**THE TASK**
Each line of the data holding "green" should be found and copied.

[Stored data entries]
- - -

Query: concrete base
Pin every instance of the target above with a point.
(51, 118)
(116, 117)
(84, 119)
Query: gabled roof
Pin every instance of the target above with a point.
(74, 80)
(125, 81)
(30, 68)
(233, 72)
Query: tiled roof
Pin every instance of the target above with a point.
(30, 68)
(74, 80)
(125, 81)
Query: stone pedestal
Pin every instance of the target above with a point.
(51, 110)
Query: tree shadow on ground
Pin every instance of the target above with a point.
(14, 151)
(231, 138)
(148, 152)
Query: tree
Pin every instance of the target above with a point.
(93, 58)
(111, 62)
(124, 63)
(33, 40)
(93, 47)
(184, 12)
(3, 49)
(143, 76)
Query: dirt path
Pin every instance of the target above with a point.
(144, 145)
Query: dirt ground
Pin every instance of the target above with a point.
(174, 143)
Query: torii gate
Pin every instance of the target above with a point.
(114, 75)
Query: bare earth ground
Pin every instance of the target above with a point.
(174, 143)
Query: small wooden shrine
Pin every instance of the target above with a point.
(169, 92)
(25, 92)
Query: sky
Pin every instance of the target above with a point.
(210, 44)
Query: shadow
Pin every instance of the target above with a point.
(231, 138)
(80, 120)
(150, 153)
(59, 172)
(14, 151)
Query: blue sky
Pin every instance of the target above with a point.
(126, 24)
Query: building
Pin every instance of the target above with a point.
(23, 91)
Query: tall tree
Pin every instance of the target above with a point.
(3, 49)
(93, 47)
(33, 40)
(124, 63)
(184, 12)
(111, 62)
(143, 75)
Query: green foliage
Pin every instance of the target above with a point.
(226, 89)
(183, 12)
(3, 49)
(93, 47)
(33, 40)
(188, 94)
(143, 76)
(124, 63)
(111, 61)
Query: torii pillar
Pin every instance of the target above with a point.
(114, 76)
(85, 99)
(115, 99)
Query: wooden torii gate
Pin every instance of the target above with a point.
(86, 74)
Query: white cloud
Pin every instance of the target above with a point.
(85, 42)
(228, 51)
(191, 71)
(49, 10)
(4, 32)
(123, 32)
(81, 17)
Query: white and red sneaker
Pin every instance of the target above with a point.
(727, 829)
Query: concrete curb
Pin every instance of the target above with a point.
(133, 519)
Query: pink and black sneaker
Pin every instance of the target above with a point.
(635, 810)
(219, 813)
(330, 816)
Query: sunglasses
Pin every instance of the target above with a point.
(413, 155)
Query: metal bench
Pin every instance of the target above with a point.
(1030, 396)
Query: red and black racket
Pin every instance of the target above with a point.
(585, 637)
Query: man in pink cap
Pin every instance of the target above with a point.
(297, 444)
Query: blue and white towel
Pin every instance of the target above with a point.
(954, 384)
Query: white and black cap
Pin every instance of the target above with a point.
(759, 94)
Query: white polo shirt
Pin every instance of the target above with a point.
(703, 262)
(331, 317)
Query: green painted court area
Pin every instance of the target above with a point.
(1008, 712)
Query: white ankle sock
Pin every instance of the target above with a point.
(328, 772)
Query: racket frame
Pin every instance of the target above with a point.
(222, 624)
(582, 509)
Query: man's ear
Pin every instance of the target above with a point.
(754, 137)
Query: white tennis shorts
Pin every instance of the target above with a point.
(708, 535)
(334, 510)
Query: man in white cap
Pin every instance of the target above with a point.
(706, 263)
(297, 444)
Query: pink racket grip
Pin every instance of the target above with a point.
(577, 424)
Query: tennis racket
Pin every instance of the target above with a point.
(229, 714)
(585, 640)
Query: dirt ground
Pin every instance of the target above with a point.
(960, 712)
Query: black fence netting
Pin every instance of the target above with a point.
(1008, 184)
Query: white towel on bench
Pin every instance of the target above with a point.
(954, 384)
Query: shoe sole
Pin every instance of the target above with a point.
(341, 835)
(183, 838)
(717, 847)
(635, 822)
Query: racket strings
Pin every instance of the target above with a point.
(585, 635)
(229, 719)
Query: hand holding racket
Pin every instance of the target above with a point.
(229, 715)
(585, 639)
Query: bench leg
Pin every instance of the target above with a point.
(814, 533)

- - -

**ANSWER BOX**
Query: green foliage
Query: green painted court area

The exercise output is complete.